----- Texte à lire -----

Agriculteurs, environnementalistes et citoyens ont dénoncé le 9 avril dernier la commercialisation de la luzerne génétiquement modifiée (GM) de Monsanto. Organisée par le Réseau canadien sur les biotechnologies, la Journée d’action pancananadienne a trouvé écho dans plusieurs villes canadiennes.

 

À Montréal, les manifestants ont brandi banderoles et pancartes devant les bureaux d’Agriculture Canada, pressant le gouvernement conservateur de bloquer l’introduction de la luzerne GM sur le territoire canadien.

 

En 2005, l’Agence canadienne d’inspection des aliments (ACIA) avait homologué la semence, mais n’avait pas permis sa commercialisation. Une étape qui serait sur le point d’être franchie si Monsanto en fait la demande auprès des instances gouvernementales, avance le secrétaire Louis Ménard de la Fédération d'agriculture biologique du Québec. 

 

Hauts risques de contamination

« On a tout à perdre avec la luzerne OGM », explique l’agriculteur Simon Halde qui s’est déplacé de sa ferme à St-Mathias-du Richelieu pour être de la mobilisation. Le producteur de grandes cultures et de lait biologiques craint l’impact qu’aurait cette semence sur sa production. 

« La luzerne est l’une des plantes fourragères les plus utilisées au monde. Je l’utilise pour l’alimentation de mon troupeau. Le danger avec la luzerne génétiquement modifiée, c’est qu’elle peut contaminer tous les champs aux alentours. Ça m’affecte directement parce que dans les cahiers de charge de l’alimentation biologique, les OGM sont interdits », déclare-t-il. 

Une inquiétude partagée par le président de l’Union paysanne, Benoît Girard. « Contrairement aux cultures de soya ou de maïs, les abeilles vont énormément butiner la luzerne. Il y a une garantie de dissémination à grande échelle » assure-t-il.

-----

> _Travail demandé_
1 – Répondez aux questions suivantes à partir du texte sur la luzerne génétiquement modifiée.
(a) Quel organisme a organisé la Journée d'action ?
(b) En quelle année l'Agence canadienne d'inspection des aliments a-t-elle homologué la semence ?
(c) D'après Benoît Girard, quels insectes vont énormément butiner la luzerne ?
2 – Résumez en deux phrases le texte sur la luzerne génétiquement modifiée.
3 – Poursuivez par écrit le texte sur la luzerne génétiquement modifiée, à la suite de sa dernière phrase.
Les données ci-après proviennent d'une autre source que le texte.

----- Données fournies -----

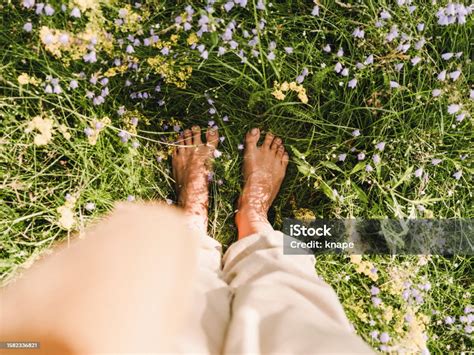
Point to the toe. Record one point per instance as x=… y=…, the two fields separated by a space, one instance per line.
x=251 y=138
x=180 y=143
x=280 y=151
x=197 y=135
x=286 y=159
x=188 y=137
x=212 y=137
x=268 y=140
x=276 y=143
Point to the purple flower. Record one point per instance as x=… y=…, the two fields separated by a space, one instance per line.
x=436 y=92
x=394 y=84
x=376 y=159
x=27 y=27
x=73 y=84
x=376 y=301
x=353 y=83
x=374 y=290
x=457 y=175
x=455 y=75
x=358 y=33
x=442 y=75
x=453 y=108
x=449 y=320
x=419 y=172
x=415 y=60
x=384 y=338
x=48 y=10
x=447 y=56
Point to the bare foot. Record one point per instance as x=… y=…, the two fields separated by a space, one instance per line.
x=192 y=164
x=263 y=169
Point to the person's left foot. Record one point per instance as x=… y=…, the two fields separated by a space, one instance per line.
x=192 y=165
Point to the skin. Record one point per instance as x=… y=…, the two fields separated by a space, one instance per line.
x=264 y=168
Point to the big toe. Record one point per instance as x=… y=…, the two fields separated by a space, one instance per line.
x=212 y=137
x=251 y=138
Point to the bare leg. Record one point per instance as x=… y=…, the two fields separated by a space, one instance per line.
x=264 y=169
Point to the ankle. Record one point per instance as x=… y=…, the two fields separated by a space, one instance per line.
x=249 y=222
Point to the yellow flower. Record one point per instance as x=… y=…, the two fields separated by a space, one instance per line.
x=23 y=79
x=279 y=95
x=45 y=128
x=192 y=39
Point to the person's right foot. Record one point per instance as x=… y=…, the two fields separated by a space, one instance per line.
x=263 y=169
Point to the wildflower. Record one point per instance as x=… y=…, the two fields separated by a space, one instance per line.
x=358 y=33
x=457 y=175
x=90 y=206
x=75 y=12
x=380 y=146
x=415 y=60
x=45 y=128
x=376 y=301
x=384 y=338
x=217 y=153
x=27 y=27
x=353 y=83
x=369 y=59
x=419 y=172
x=455 y=75
x=374 y=290
x=436 y=92
x=376 y=159
x=453 y=108
x=442 y=75
x=449 y=320
x=394 y=84
x=374 y=334
x=447 y=56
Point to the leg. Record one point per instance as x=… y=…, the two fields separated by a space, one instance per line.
x=192 y=164
x=280 y=305
x=110 y=292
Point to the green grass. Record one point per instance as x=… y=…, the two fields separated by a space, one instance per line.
x=415 y=126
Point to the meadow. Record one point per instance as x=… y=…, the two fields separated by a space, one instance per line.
x=373 y=99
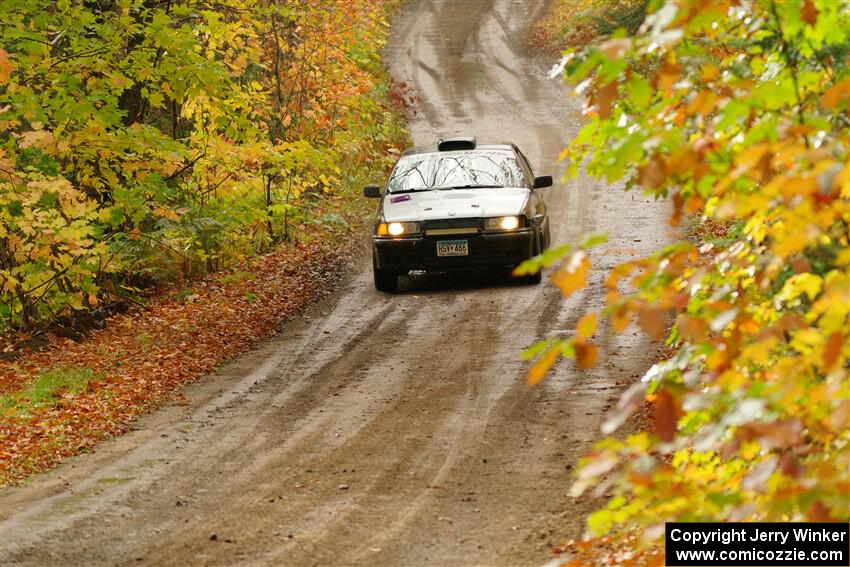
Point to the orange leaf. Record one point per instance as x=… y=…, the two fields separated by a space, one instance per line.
x=586 y=326
x=586 y=355
x=620 y=319
x=833 y=95
x=665 y=416
x=809 y=13
x=832 y=351
x=692 y=328
x=6 y=67
x=542 y=366
x=652 y=175
x=653 y=321
x=604 y=99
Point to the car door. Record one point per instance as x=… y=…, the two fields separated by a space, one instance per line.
x=537 y=205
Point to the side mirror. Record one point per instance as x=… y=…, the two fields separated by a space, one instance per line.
x=542 y=181
x=373 y=191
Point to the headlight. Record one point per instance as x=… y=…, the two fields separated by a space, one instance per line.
x=398 y=228
x=503 y=223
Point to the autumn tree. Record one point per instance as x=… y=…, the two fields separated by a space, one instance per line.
x=145 y=141
x=738 y=112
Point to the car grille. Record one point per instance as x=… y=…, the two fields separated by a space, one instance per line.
x=450 y=227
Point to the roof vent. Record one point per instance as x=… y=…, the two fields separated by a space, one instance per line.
x=450 y=144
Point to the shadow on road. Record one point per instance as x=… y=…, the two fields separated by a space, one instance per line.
x=462 y=281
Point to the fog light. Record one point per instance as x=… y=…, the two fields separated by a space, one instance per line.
x=509 y=223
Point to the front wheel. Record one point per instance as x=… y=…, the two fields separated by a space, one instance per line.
x=384 y=280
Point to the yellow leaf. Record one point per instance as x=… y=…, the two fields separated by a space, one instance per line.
x=586 y=326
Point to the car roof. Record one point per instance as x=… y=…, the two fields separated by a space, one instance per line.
x=478 y=148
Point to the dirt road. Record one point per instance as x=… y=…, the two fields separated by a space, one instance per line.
x=378 y=429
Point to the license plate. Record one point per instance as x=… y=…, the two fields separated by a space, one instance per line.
x=452 y=248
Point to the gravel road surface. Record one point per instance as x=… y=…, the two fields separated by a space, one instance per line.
x=380 y=429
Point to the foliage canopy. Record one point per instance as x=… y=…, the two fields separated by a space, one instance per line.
x=146 y=140
x=737 y=112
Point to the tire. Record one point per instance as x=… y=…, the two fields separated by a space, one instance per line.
x=539 y=246
x=385 y=280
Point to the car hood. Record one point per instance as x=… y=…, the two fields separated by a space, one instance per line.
x=454 y=204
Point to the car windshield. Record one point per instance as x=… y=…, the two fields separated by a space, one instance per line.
x=454 y=170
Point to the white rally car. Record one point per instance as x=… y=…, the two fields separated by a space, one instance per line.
x=459 y=206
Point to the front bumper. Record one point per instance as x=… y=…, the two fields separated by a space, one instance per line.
x=485 y=249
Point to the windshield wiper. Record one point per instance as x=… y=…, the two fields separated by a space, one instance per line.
x=468 y=187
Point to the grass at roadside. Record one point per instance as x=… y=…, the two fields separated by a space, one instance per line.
x=67 y=396
x=573 y=23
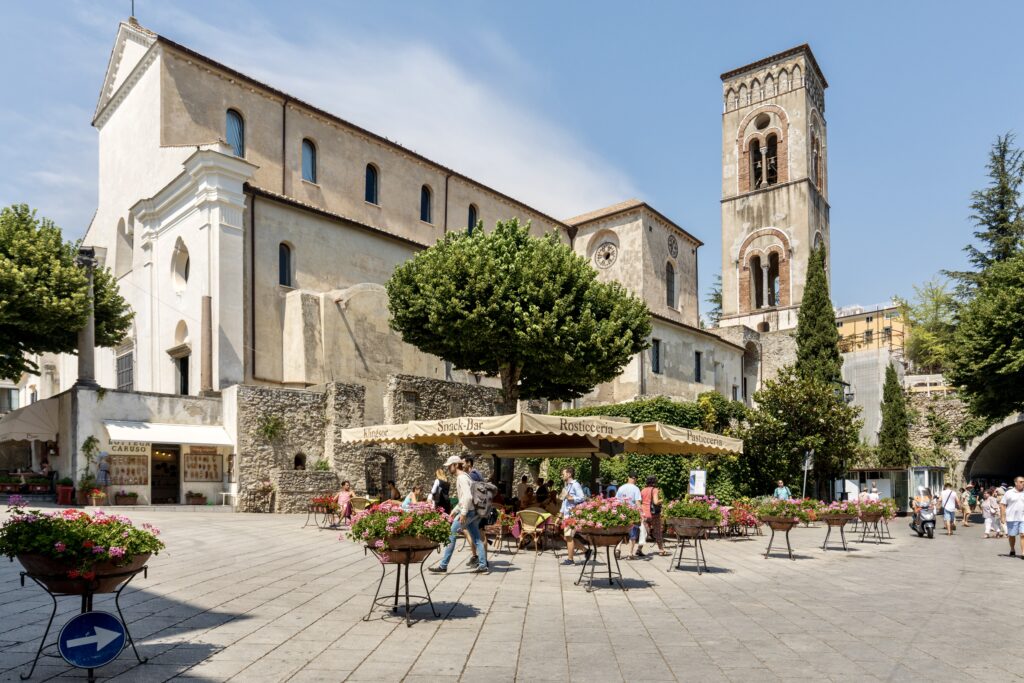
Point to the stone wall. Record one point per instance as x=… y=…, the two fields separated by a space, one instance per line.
x=308 y=424
x=946 y=407
x=293 y=488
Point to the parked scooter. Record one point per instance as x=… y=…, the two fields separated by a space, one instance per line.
x=924 y=520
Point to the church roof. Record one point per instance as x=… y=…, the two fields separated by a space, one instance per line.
x=295 y=101
x=804 y=49
x=624 y=207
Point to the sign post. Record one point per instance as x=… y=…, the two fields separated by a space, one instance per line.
x=91 y=639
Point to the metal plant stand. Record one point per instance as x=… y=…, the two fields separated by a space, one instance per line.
x=401 y=559
x=786 y=526
x=87 y=596
x=841 y=525
x=609 y=542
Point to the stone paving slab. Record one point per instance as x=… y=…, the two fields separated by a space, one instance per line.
x=251 y=597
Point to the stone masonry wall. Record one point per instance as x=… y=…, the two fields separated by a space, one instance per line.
x=293 y=488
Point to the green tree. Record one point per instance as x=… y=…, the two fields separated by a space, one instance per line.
x=711 y=412
x=795 y=414
x=894 y=435
x=715 y=299
x=986 y=358
x=930 y=323
x=526 y=309
x=997 y=213
x=817 y=338
x=44 y=294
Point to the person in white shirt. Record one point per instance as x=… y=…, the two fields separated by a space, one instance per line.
x=949 y=504
x=630 y=493
x=1012 y=512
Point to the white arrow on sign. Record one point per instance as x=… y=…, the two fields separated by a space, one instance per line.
x=101 y=638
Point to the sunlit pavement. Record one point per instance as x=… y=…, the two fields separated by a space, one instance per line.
x=250 y=597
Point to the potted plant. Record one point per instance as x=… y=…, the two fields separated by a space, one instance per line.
x=66 y=491
x=603 y=520
x=693 y=511
x=86 y=483
x=195 y=498
x=781 y=515
x=838 y=513
x=125 y=498
x=385 y=527
x=72 y=552
x=97 y=497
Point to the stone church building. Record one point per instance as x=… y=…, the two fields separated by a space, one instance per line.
x=252 y=233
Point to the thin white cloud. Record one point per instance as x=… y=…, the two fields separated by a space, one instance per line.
x=415 y=94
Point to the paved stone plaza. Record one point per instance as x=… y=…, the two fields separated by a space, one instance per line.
x=258 y=598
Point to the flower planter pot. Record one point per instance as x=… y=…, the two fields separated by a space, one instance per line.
x=780 y=523
x=608 y=536
x=53 y=573
x=401 y=549
x=66 y=495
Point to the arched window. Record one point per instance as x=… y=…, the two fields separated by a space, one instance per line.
x=285 y=264
x=425 y=208
x=771 y=160
x=236 y=132
x=372 y=179
x=670 y=286
x=308 y=161
x=757 y=165
x=123 y=257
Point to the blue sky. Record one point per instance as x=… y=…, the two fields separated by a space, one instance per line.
x=572 y=105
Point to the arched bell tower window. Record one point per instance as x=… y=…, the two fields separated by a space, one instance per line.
x=757 y=165
x=670 y=286
x=771 y=160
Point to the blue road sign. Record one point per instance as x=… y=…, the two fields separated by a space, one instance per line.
x=91 y=640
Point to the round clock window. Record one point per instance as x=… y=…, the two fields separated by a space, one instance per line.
x=605 y=255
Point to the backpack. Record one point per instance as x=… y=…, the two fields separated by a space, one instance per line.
x=483 y=493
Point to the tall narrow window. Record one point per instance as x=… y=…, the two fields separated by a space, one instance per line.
x=285 y=264
x=308 y=161
x=757 y=165
x=425 y=208
x=236 y=132
x=125 y=372
x=670 y=286
x=372 y=179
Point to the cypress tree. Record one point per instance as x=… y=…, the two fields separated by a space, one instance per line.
x=894 y=436
x=817 y=339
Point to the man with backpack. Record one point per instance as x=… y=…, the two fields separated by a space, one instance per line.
x=466 y=520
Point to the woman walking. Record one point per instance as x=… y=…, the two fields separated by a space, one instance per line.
x=990 y=511
x=440 y=493
x=650 y=508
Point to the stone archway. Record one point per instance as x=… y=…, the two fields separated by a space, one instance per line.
x=998 y=454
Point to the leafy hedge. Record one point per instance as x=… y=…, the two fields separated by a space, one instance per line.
x=711 y=412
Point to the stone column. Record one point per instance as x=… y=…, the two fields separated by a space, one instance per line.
x=87 y=335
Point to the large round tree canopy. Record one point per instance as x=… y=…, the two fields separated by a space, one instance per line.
x=527 y=309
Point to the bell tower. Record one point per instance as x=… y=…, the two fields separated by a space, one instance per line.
x=774 y=186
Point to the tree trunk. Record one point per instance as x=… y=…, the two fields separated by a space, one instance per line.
x=510 y=387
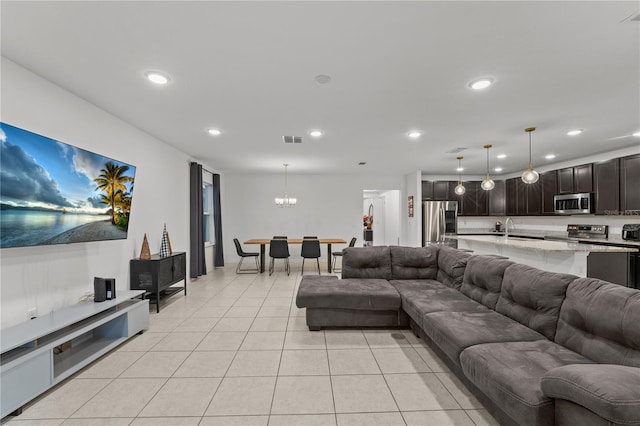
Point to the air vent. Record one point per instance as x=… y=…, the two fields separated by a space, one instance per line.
x=292 y=139
x=456 y=150
x=633 y=18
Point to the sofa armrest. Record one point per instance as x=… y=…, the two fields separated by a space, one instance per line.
x=610 y=391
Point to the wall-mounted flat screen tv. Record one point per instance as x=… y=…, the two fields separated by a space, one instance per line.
x=55 y=193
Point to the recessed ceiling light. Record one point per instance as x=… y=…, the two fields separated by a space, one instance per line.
x=157 y=77
x=322 y=79
x=481 y=83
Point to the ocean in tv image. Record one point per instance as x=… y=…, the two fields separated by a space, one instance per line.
x=55 y=193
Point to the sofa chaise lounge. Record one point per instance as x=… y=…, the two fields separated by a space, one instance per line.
x=535 y=347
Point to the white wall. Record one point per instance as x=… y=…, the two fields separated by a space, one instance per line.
x=328 y=206
x=51 y=277
x=411 y=230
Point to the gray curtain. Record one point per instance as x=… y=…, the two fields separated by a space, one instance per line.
x=218 y=258
x=197 y=264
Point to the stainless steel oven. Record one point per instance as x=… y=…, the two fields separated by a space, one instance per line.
x=573 y=203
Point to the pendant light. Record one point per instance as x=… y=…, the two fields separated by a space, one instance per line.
x=487 y=184
x=285 y=201
x=459 y=189
x=530 y=176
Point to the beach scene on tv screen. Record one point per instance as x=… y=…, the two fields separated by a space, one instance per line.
x=55 y=193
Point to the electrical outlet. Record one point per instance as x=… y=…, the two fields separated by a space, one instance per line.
x=32 y=313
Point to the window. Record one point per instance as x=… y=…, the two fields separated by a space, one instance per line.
x=207 y=213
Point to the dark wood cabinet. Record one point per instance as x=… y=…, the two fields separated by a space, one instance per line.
x=474 y=201
x=441 y=190
x=549 y=184
x=606 y=182
x=583 y=178
x=629 y=183
x=155 y=275
x=427 y=190
x=436 y=190
x=497 y=200
x=575 y=179
x=565 y=181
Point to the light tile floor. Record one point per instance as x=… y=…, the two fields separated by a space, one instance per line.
x=236 y=351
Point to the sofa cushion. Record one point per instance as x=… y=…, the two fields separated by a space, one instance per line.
x=451 y=266
x=600 y=321
x=509 y=374
x=611 y=391
x=365 y=294
x=483 y=279
x=455 y=331
x=366 y=262
x=418 y=302
x=409 y=263
x=533 y=297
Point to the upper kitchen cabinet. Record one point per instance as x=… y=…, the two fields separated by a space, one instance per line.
x=630 y=183
x=474 y=201
x=606 y=183
x=575 y=179
x=497 y=199
x=435 y=190
x=549 y=184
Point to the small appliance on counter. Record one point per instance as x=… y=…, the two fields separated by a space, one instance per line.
x=631 y=232
x=587 y=231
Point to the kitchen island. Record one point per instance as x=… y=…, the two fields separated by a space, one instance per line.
x=556 y=256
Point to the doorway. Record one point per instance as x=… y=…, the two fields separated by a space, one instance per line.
x=384 y=206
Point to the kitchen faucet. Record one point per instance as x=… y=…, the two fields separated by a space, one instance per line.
x=506 y=226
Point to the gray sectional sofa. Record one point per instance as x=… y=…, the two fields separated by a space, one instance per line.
x=535 y=347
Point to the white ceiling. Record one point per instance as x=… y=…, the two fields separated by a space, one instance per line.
x=248 y=68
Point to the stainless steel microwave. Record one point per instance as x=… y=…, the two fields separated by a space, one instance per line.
x=573 y=203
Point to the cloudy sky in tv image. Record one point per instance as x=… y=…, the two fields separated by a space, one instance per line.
x=40 y=172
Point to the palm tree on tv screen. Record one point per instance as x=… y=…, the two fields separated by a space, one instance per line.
x=112 y=181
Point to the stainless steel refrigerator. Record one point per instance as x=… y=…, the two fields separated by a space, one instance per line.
x=439 y=220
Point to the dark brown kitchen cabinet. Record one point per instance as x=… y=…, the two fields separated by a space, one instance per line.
x=575 y=179
x=630 y=183
x=497 y=200
x=427 y=190
x=435 y=190
x=606 y=182
x=549 y=184
x=474 y=201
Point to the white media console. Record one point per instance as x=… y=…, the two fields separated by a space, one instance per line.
x=40 y=353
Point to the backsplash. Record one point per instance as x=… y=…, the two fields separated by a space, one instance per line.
x=545 y=223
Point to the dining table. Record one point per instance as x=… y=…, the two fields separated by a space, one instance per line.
x=264 y=241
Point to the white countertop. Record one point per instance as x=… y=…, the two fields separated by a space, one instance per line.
x=542 y=245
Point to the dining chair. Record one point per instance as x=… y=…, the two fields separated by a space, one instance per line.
x=279 y=249
x=335 y=255
x=243 y=254
x=310 y=250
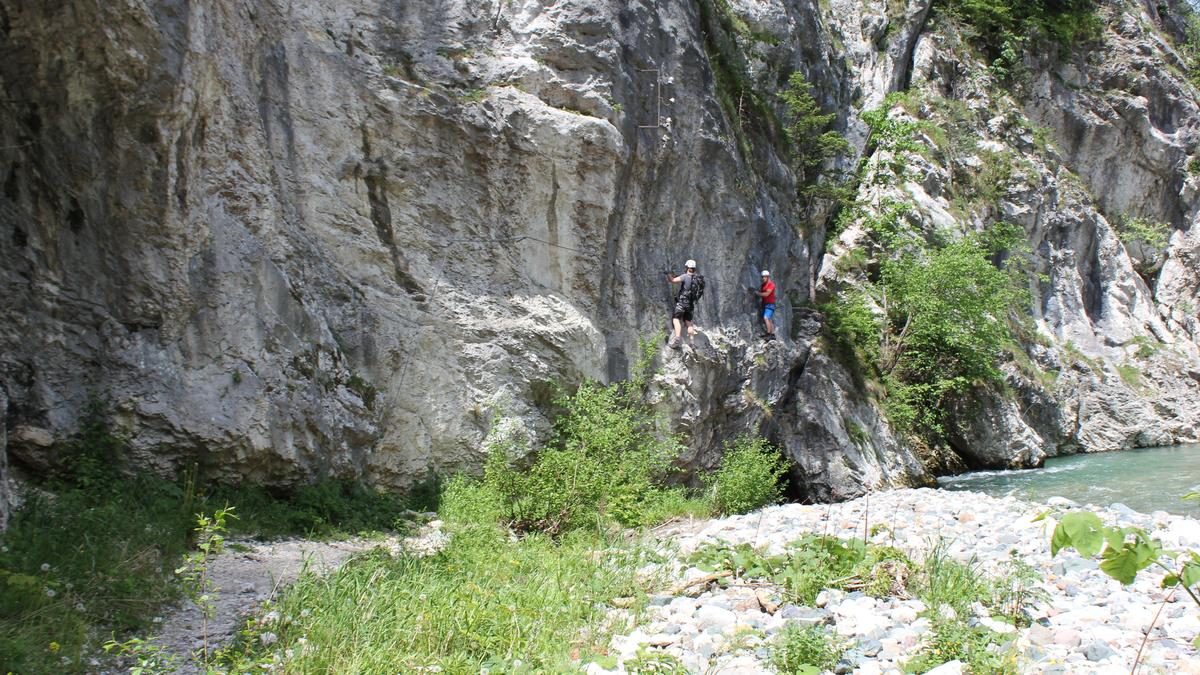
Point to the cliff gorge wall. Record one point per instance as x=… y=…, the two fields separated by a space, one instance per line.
x=341 y=238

-----

> _Réponses par consigne_
1 –
(a) Le Réseau canadien sur les biotechnologies.
(b) En 2005.
(c) Les abeilles.

2 – Le 9 avril, des agriculteurs, des environnementalistes et des citoyens ont dénoncé dans plusieurs villes canadiennes la commercialisation de la luzerne génétiquement modifiée de Monsanto, homologuée en 2005 par l'Agence canadienne d'inspection des aliments, qui n'en avait pas permis la commercialisation. L'agriculteur biologique Simon Halde et le président de l'Union paysanne, Benoît Girard, craignent que cette luzerne contamine les champs environnants, notamment parce que les abeilles la butinent énormément.

3 –
Une menace de taille donc pour les éleveurs de bovins et de vaches laitières biologiques, et pour la filière qui dépend d’eux: le lait, les fromages, le yogourt bio notamment.

 

Pas nécessaire

Le président de l’Union paysanne ne comprend pas l’intérêt de la luzerne GM. À l'opposé des cultures de soya ou de maïs où les agriculteurs doivent combattre les mauvaises herbes, « la luzerne est une plante qui pousse drue et qui laisse très peu de place aux espèces envahissantes », note Benoît Girard. « On ne voit donc pas l’avantage économique réel de cela ». 

Aux yeux de l’Union paysanne, la luzerne GM servirait les intérêts des multinationales. « À notre avis, il s'agit peut-être d'une réelle stratégie d’avoir une plante qui se dissémine à grande échelle. En nous mettant devant le fait accompli et en nous disant 'vous voyez la planète n'est pas détruite', ils essaient de prouver par l’inverse qu’il n’y a pas de danger », soupçonne-t-il.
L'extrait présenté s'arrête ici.